• _Available data_:

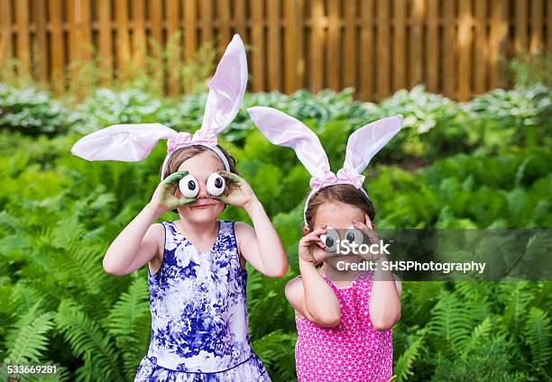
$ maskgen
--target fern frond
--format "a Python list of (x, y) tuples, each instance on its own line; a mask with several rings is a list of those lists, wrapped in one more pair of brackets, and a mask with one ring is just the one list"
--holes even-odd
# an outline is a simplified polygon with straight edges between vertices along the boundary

• _Work to do_:
Write out the records above again with every "fern frond" changed to "palm leaf" and everything else left unchanged, omitting the pictures.

• _Result_:
$ maskgen
--target palm leaf
--format "a Python list of (x, y) tuples, each instance on its own line; a mask with several rings is a list of those lists, wrapped in one more pair of brackets, and a mask with one ring is just the one list"
--holes even-odd
# an outline is a simplified polygon with straight edges between vertices along the boundary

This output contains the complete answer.